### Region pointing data
####################

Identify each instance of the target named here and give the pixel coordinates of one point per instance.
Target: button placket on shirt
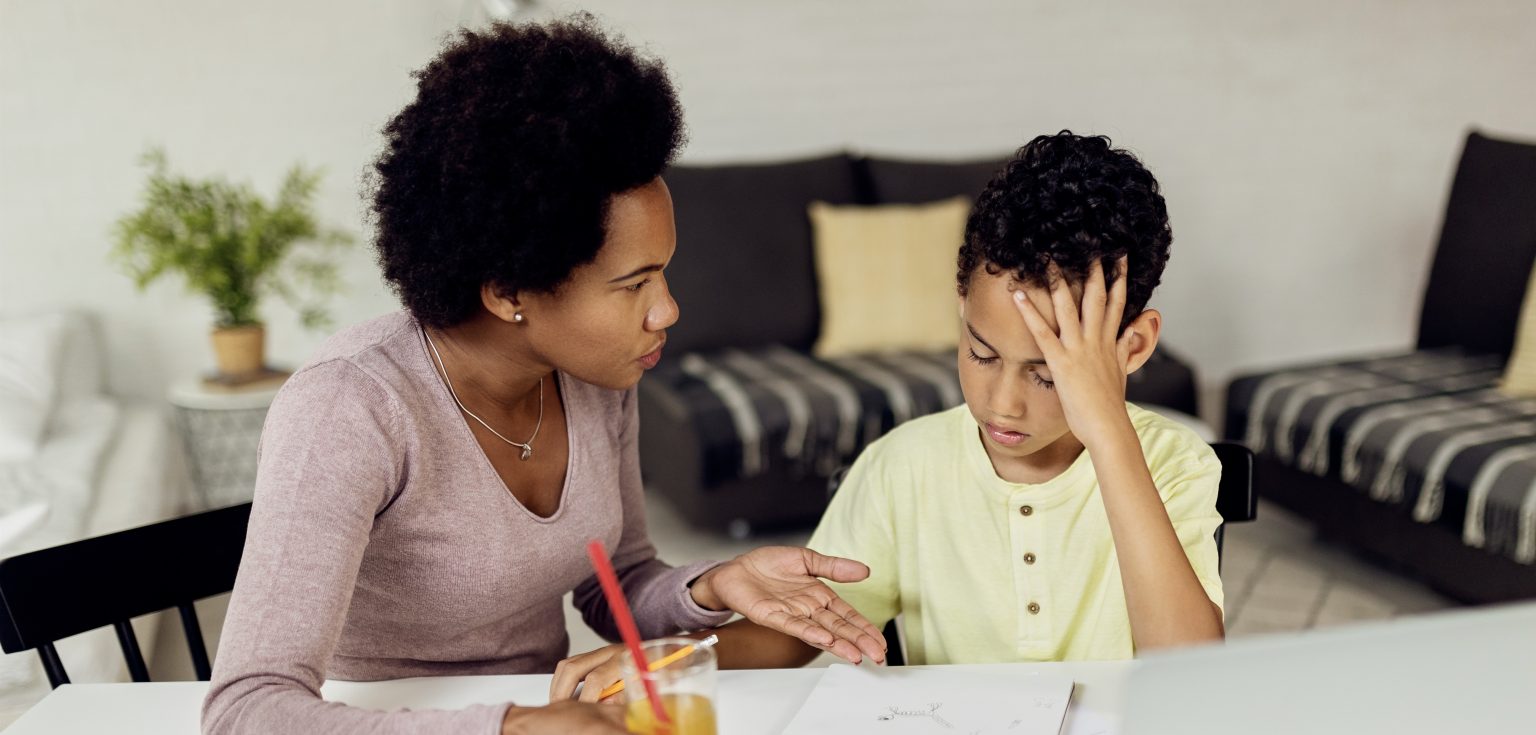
(1029, 580)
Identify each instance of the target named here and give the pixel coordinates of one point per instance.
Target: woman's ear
(501, 303)
(1138, 339)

####################

### TASK
Once the pictures are set aside, repeat the remaining data word for word.

### ANSWER TO THE PROBLEM
Identify each instance of the target named here and give the pixel coordinates of one point per instance.
Target: button placket on shirt
(1029, 580)
Identify each instance of the target named here and give the pixel coordinates of one point per instance.
Target: woman's ear
(501, 303)
(1138, 339)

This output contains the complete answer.